**VORLIEGENDER TEXT:**
........
Mittels Sprengstoff lassen sich nicht nur Gebäude niederlegen, sondern Kunstobjekte schaffen. So kann beispielsweise Metall mit Explosivstoffen umgeformt werden. Das Ergebnis sind dynamische Gebilde, wie die beiden dargestellten Metallschalen zeigen. Die oben abgebildete Schale wurde aus einer Edelstahlplatte mit wenigen Gramm gewerblichem Sprengstoff umgeformt. Zuvor wurde ein Bergahornblatt mittels Sprengfolie in das Werkstück geprägt.
Die andere Metallschale wurde aus einer gebürsteten Aluminiumplatte sprengtechnisch umgeformt.
Jedes Werk stellt dabei ein Unikat dar. Denn auch selbst bei Verwendung identischer Explosivstoffmengen ergeben sich bedingt durch das Herstellungsverfahren jeweils andere Formen.
........
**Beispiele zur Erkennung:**
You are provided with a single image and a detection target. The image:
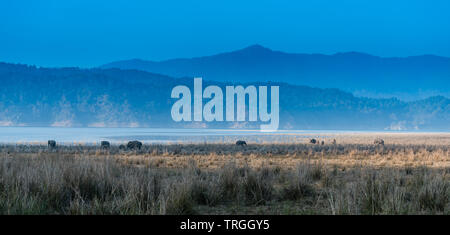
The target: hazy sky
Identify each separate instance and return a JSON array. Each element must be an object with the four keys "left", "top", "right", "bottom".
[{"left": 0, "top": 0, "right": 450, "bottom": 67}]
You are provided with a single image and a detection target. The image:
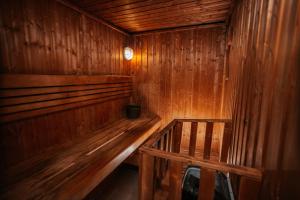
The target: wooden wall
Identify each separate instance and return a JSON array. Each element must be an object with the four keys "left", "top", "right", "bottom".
........
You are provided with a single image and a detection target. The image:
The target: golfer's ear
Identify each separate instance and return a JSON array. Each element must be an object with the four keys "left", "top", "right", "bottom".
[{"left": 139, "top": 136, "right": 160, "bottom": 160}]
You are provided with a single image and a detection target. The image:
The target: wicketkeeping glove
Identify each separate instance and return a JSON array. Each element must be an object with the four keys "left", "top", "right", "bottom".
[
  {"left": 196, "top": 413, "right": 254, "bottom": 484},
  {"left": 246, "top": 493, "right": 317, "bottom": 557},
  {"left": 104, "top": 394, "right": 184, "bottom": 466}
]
........
**KURZE ÜBUNG 1:**
Schreiben Sie aus dem Text über die gesprengten Metallschalen alles von „Jedes Werk stellt“ bis hinunter zu „jeweils andere Formen.“ wortgetreu ab.
**KURZE ÜBUNG 2:**
Was wurde laut dem Text über die gesprengten Metallschalen vor der Umformung mit Sprengfolie in das Werkstück aus Edelstahl geprägt?
**KURZE ÜBUNG 3:**
Führen Sie den Text über die gesprengten Metallschalen im Anschluss an seinen letzten Satz weiter.
Die Liste wird für die Bearbeitung nicht gebraucht.

**ERGEBNIS 1:**
Jedes Werk stellt dabei ein Unikat dar. Denn auch selbst bei Verwendung identischer Explosivstoffmengen ergeben sich bedingt durch das Herstellungsverfahren jeweils andere Formen.

**ERGEBNIS 2:**
Ein Bergahornblatt.

**ERGEBNIS 3:**
Kunst mit Sprengstoff
Der üblicherweise bekannte Einsatz von Sprengstoff erfolgt vorwiegend bei Abrissarbeiten, zur Gewinnung von Gestein oder im Tunnelbau und ist mit hohen gesetzlichen Anforderungen verbunden: Dies betrifft einmal die Ausbildung zum Sprengmeister, den Transport aber auch den Einsatz von Explosivstoffen und ihre sichere Lagerung. Aber auch die Möglichkeiten der Durchführung von Sprengungen (Sprengplatz) sind aufgrund gesetzlicher Vorgaben z. B. hinsichtlich Lärm- und Umweltschutz und einzuhaltender Sicherheitsabstände rar.
Demzufolge bleibt die Nutzung von Explosivstoffen für die Schaffung von Kunstwerken unter Einhaltung aller gesetzlichen Vorgaben ein Nischengebiet. Folglich ist die Zahl an Künstlern, die Sprengstoff für ihre Arbeit einsetzen, überschaubar. Hier wären Künstler, wie Evelyn Rosenberg (sie hat den Begriff der Detonografie erschaffen), Vhils (er sprengt Porträts in Gebäudewände) oder Roman Signer (Aktions- / Konzeptkünstler) zu nennen.
Mit der thematischen Vereinigung von Sprengtechnik und Kunst ordne ich mich gerne in diese Nische ein.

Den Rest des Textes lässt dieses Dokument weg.